How to complete this task :: Retype every record below exactly as it is written.

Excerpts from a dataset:
<<<<

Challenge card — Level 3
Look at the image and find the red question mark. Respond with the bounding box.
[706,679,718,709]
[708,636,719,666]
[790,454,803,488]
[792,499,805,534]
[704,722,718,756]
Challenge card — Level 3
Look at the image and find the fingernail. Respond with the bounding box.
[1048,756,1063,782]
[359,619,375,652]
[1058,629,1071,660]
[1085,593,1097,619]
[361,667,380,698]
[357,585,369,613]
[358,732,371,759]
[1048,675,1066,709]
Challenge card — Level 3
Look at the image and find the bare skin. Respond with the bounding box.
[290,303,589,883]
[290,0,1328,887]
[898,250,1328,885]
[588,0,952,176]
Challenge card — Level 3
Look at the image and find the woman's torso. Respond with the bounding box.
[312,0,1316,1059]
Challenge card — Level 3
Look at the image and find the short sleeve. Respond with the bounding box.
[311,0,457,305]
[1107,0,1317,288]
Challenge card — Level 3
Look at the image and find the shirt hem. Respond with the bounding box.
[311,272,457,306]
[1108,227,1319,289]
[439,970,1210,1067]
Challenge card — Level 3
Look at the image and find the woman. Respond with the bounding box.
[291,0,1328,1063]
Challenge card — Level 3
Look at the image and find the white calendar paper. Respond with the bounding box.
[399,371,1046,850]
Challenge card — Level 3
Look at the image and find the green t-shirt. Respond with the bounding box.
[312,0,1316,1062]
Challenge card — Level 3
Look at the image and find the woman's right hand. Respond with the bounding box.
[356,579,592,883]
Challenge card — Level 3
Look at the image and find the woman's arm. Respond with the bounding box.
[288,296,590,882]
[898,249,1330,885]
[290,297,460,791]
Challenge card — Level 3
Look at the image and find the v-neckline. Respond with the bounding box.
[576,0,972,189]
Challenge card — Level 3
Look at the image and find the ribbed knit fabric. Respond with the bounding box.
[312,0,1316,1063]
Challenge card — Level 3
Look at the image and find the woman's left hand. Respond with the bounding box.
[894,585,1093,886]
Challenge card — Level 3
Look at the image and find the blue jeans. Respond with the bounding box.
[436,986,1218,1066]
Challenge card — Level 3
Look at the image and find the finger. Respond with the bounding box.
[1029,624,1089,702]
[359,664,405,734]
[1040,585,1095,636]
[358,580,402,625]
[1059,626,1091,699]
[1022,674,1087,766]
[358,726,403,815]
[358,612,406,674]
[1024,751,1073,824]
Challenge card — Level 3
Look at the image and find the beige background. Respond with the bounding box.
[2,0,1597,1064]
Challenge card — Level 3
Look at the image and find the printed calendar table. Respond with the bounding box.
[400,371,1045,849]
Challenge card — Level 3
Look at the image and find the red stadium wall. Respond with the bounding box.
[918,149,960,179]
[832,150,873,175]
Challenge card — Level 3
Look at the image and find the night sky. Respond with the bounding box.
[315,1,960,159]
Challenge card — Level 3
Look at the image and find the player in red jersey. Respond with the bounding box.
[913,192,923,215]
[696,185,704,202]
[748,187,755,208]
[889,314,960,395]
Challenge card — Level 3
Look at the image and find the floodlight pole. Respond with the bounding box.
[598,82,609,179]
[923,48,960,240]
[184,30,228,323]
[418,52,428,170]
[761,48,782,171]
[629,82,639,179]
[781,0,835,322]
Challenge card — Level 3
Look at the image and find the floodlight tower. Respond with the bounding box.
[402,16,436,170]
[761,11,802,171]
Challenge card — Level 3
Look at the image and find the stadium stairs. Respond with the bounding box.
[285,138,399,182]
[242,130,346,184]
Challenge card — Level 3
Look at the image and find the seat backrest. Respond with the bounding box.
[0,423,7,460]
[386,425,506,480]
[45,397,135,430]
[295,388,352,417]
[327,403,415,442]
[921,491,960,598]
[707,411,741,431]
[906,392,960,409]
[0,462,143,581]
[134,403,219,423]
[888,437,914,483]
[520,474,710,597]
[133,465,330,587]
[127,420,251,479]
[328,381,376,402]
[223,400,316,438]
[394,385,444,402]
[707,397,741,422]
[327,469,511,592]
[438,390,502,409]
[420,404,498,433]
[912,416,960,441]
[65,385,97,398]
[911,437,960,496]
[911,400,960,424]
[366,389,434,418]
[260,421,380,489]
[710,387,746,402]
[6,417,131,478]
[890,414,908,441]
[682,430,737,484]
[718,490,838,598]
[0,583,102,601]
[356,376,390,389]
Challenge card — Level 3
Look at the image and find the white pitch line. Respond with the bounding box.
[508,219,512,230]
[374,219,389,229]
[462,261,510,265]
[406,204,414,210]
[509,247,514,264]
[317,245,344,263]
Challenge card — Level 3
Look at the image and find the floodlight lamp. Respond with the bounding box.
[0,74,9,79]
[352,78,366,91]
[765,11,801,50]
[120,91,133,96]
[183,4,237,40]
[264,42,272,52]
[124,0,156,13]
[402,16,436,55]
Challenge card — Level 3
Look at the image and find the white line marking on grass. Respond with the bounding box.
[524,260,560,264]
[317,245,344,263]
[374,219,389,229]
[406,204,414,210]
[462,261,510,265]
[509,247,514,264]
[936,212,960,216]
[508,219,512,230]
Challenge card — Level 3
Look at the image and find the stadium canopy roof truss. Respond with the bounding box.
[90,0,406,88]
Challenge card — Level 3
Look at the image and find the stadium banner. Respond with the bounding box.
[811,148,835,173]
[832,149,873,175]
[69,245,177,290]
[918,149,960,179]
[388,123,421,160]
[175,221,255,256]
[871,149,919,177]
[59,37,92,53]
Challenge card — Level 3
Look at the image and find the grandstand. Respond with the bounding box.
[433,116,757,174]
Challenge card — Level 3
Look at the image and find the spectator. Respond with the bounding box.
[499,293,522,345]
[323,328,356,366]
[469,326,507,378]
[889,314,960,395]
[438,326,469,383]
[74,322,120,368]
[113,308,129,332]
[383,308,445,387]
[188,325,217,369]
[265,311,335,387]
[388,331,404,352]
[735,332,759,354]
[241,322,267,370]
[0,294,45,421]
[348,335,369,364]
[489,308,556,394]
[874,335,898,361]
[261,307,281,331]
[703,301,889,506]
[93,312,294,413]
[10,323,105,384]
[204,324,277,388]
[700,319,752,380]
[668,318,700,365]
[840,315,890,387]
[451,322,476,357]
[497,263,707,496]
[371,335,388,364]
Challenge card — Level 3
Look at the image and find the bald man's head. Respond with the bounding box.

>>>>

Answer below ::
Challenge card — Level 3
Look at the image and find the red question mark. Respond with the bounding box.
[706,679,718,709]
[708,636,719,666]
[790,454,803,488]
[792,499,805,534]
[704,722,718,756]
Challenge card — Level 3
Look at the image and find the fingernail. Respond with the bounding box.
[1048,756,1063,782]
[359,619,375,652]
[1058,629,1071,660]
[1085,593,1097,619]
[361,667,380,698]
[357,585,369,613]
[358,732,371,759]
[1048,675,1066,709]
Challenge card — Level 3
Look at the image and find the bare skin. Respond with the bounding box.
[290,303,589,883]
[290,0,1328,887]
[898,250,1328,885]
[588,0,952,176]
Challenge card — Level 3
Look at the image and find the woman's torso. Respond with the bounding box.
[312,0,1316,1059]
Challenge card — Level 3
Look at the image and find the short sleeve. Respond with the bounding box.
[311,0,457,305]
[1107,0,1317,288]
Challenge card — Level 3
Look at the image and find the shirt hem. Respond with the bounding box.
[311,272,457,306]
[1108,227,1319,289]
[439,970,1210,1067]
Challenge card — Level 3
Look at the image and find the woman. Respond with the bounding box.
[291,0,1328,1063]
Challenge card — Level 3
Look at the image and find the white calendar paper. Respond with the bounding box.
[399,371,1046,850]
Challenge card — Level 3
Look at the image and find the green t-shirt. Respond with the bounding box.
[312,0,1316,1062]
Challenge card — Level 3
Look at the image and find the woman's right hand. Respond with the bounding box.
[356,579,592,883]
Challenge card — Level 3
Look at the image and find the woman's arm. Respond with the bounding box.
[288,296,590,882]
[898,249,1330,885]
[290,297,460,791]
Challenge card — Level 3
Look at the image and find the v-neckline. Respond with the bounding box.
[576,0,972,189]
Challenge card — Level 3
Look at the image and find the ribbed knit fabric. Respond with the bounding box.
[312,0,1316,1063]
Challenge card — Level 3
Look at the image and find the woman's left hand. Respond with the bounding box.
[894,585,1093,886]
Challenge card — Level 3
Look at the image and find the blue jeans. Respond with the bounding box.
[436,986,1218,1066]
Challenge card — Level 3
Look at the image and find the finger. Respond with the bounding box.
[1029,624,1089,702]
[359,664,405,734]
[1040,585,1095,636]
[358,580,402,625]
[1059,626,1091,699]
[1022,674,1087,766]
[358,726,403,815]
[358,612,406,674]
[1024,751,1073,824]
Challenge card — Level 3
Look at the image and find the beige background. Respond with the bounding box.
[2,0,1597,1064]
Challenge card — Level 3
Look at the image and find the printed calendar table. Respond with the bounding box.
[400,371,1045,849]
Challenge card — Level 3
Look at the image and find the red stadium wall. Respond with the bounding box.
[918,149,960,179]
[832,150,873,175]
Challenge card — Level 3
Look at the image and find the night sky. Respond with the bounding box.
[315,1,960,159]
Challenge card — Level 3
Look at the image and find the player in red jersey. Respond with the bounding box.
[913,192,923,215]
[696,185,704,202]
[748,187,755,208]
[889,314,960,395]
Challenge card — Level 3
Look at the image and find the floodlight pole. Respond with the bounding box.
[598,82,609,179]
[923,48,960,240]
[184,30,228,323]
[418,52,428,170]
[761,48,782,171]
[629,82,639,179]
[781,0,835,322]
Challenge card — Level 3
Look at the image and find the floodlight tower. Respond with the bounding box.
[402,16,436,170]
[761,11,802,171]
Challenge card — Level 3
Look at the image and find the stadium stairs. Respond with the bounding box.
[285,138,399,182]
[242,130,346,184]
Challenge card — Level 3
Look at the image and find the seat backrest. Respond with the bounding box.
[0,423,7,460]
[386,425,506,480]
[45,397,135,430]
[295,388,352,417]
[327,403,415,442]
[921,491,960,598]
[707,411,741,431]
[906,392,960,409]
[0,462,143,581]
[134,403,219,423]
[888,437,914,483]
[520,474,710,597]
[133,465,330,587]
[127,420,251,479]
[328,381,376,402]
[223,400,316,438]
[394,385,444,402]
[707,397,741,422]
[327,469,511,592]
[438,390,502,409]
[420,404,498,433]
[912,416,960,441]
[65,385,97,398]
[911,437,960,496]
[911,400,960,424]
[366,389,434,418]
[260,421,380,489]
[710,387,746,402]
[6,417,131,478]
[890,414,908,441]
[682,430,737,484]
[718,490,838,598]
[0,583,102,601]
[356,376,390,389]
Challenge card — Level 3
Look at the image and find the white pitch line. Respond with the bounding box.
[508,219,512,230]
[374,219,389,229]
[462,261,510,265]
[406,204,414,210]
[509,247,514,264]
[317,245,344,263]
Challenge card — Level 3
Look at the image and find the floodlight lamp. Respond with the bounding box.
[0,74,9,79]
[352,78,366,91]
[765,11,801,50]
[120,91,133,96]
[183,4,237,40]
[264,42,272,52]
[124,0,156,13]
[402,16,436,55]
Challenge card — Level 3
Look at the image and find the white line marking on grass. Respond with the bounding box.
[524,260,560,264]
[317,245,344,263]
[374,219,389,229]
[406,204,414,210]
[462,261,510,265]
[509,247,514,264]
[936,212,960,216]
[508,219,512,230]
Challenge card — Level 3
Look at the image and find the stadium canopy roof truss. Respond with the bounding box.
[90,0,406,88]
Challenge card — Level 3
Look at the image and find the stadium banner. Respond with the bounding box.
[811,148,835,173]
[832,149,873,175]
[69,245,177,290]
[918,149,960,179]
[388,123,421,160]
[175,221,255,256]
[871,149,919,177]
[59,37,92,53]
Challenge card — Level 3
Look at the image and find the grandstand. Respond with the bounding box.
[433,116,757,174]
Challenge card — Level 3
Look at the image and find the spectator. Respond with the bounding box.
[499,293,522,345]
[323,328,356,366]
[469,326,507,378]
[889,314,960,395]
[438,326,469,383]
[74,322,120,368]
[113,308,129,332]
[383,308,445,387]
[188,325,217,369]
[265,311,335,387]
[388,331,404,352]
[735,332,759,354]
[241,322,267,370]
[0,294,45,421]
[348,335,369,364]
[489,308,556,394]
[874,335,898,361]
[261,307,281,331]
[703,301,889,506]
[93,312,294,413]
[10,323,105,384]
[204,324,277,388]
[700,319,752,380]
[668,318,700,365]
[840,315,890,387]
[451,322,476,357]
[497,263,707,496]
[371,335,388,364]
Challenge card — Level 3
Look at the image and find the bald man's head. Respond with the bounding box.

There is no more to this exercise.